- Born: 7 December 1770 Braunschweig, Brunswick-Wolfenbuttel
- Died: 31 December 1840 (aged 70) Kiel, Holstein
- Education: University of Jena
- Scientific career
- Fields: Physics History Natural history Entomology
- Workplaces: Braunschweig University of Technology

= Christian Rudolph Wilhelm Wiedemann =

German entomologist (1770–1840)

Christian Rudolph Wilhelm Wiedemann (7 December 1770 – 31 December 1840) was a German medical doctor, historian, naturalist and entomologist. He is best known for his studies of world Diptera, but he also studied Hymenoptera and Coleoptera, although far less expertly.

==Biography==
Wiedemann's father, Conrad Eberhard Wiedemann (1722–1804) was an art dealer and his mother, Dorothea Frederike (née Raspe) (1741–1804) was the daughter of an accountant in the Royal Mining Service and also interested in the arts.

After his education in Brunswick, he matriculated in 1790 to the Faculty of Medicine at the University of Jena where he was a contemporary of the poet Friedrich von Hardenberg.

While attending university, Wiedemann, was one of the many pupils of Johann Friedrich Blumenbach, and travelled to Saxony and Bohemia. He obtained his doctoral degree in 1792 with a thesis entitled Dissertatio inauguralis sistens vitia gennus humanum debilitantia. He then went to England to increase his knowledge of mineralogy.

Appointed Professor of Anatomy at Brunswick's Collegium Carolinum in 1794, his inaugural address was about a medical condition observed in a boy at Llandeilo, Wales. It was titled Über das fehlende Brustbein, English "On the missing breastbone".

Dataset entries
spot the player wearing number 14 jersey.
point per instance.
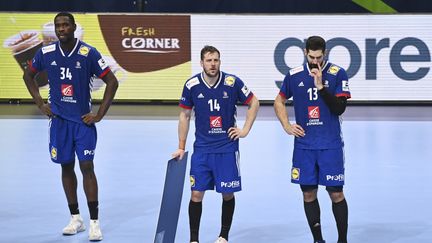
(213, 96)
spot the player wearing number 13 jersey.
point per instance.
(213, 95)
(320, 91)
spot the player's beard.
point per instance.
(207, 72)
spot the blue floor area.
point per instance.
(388, 164)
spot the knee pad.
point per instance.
(307, 188)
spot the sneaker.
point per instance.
(221, 240)
(95, 233)
(76, 225)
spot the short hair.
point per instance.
(315, 43)
(71, 18)
(210, 49)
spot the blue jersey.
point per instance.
(215, 110)
(322, 128)
(70, 77)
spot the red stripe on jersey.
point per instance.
(248, 99)
(344, 95)
(185, 107)
(104, 73)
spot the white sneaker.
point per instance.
(221, 240)
(95, 234)
(76, 224)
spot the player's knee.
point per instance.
(336, 194)
(309, 192)
(197, 196)
(87, 168)
(227, 196)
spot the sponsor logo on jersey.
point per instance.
(88, 152)
(345, 86)
(229, 81)
(340, 177)
(67, 89)
(245, 91)
(295, 173)
(313, 112)
(192, 180)
(192, 82)
(102, 64)
(314, 116)
(296, 70)
(53, 153)
(333, 70)
(83, 51)
(49, 48)
(230, 184)
(215, 121)
(67, 92)
(225, 95)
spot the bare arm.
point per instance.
(183, 129)
(236, 133)
(282, 115)
(110, 90)
(33, 89)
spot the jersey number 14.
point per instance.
(214, 105)
(65, 73)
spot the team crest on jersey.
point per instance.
(102, 63)
(295, 173)
(345, 86)
(53, 153)
(49, 48)
(333, 70)
(84, 50)
(229, 81)
(192, 180)
(192, 82)
(296, 70)
(245, 91)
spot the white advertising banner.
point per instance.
(387, 57)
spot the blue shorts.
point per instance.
(318, 167)
(68, 137)
(215, 169)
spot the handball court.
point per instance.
(388, 152)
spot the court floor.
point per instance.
(388, 153)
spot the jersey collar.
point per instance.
(216, 84)
(322, 68)
(73, 50)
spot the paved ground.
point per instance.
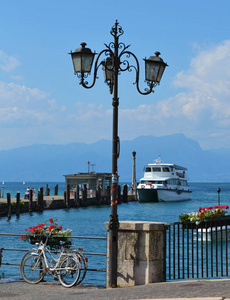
(205, 289)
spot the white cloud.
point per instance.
(7, 63)
(200, 110)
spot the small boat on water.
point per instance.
(163, 182)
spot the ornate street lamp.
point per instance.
(115, 61)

- [Problem 1]: Please translate this sentence from the Wiedemann biography into Spanish: "He then went to England to increase his knowledge of mineralogy."
- [Problem 2]: From the Wiedemann biography, extract the passage from "German entomologist (1770–1840)" to "Friedrich von Hardenberg.".
- [Problem 3]: Using the Wiedemann biography, explain in one to three sentences why Wiedemann went to England after obtaining his doctoral degree.

- [Reply 1]: Luego fue a Inglaterra para ampliar sus conocimientos de mineralogía.

- [Reply 2]:
German entomologist (1770–1840)

Christian Rudolph Wilhelm Wiedemann (7 December 1770 – 31 December 1840) was a German medical doctor, historian, naturalist and entomologist. He is best known for his studies of world Diptera, but he also studied Hymenoptera and Coleoptera, although far less expertly.

==Biography==
Wiedemann's father, Conrad Eberhard Wiedemann (1722–1804) was an art dealer and his mother, Dorothea Frederike (née Raspe) (1741–1804) was the daughter of an accountant in the Royal Mining Service and also interested in the arts.

After his education in Brunswick, he matriculated in 1790 to the Faculty of Medicine at the University of Jena where he was a contemporary of the poet Friedrich von Hardenberg.

- [Reply 3]: After earning his doctoral degree in 1792, Wiedemann went to England to increase his knowledge of mineralogy.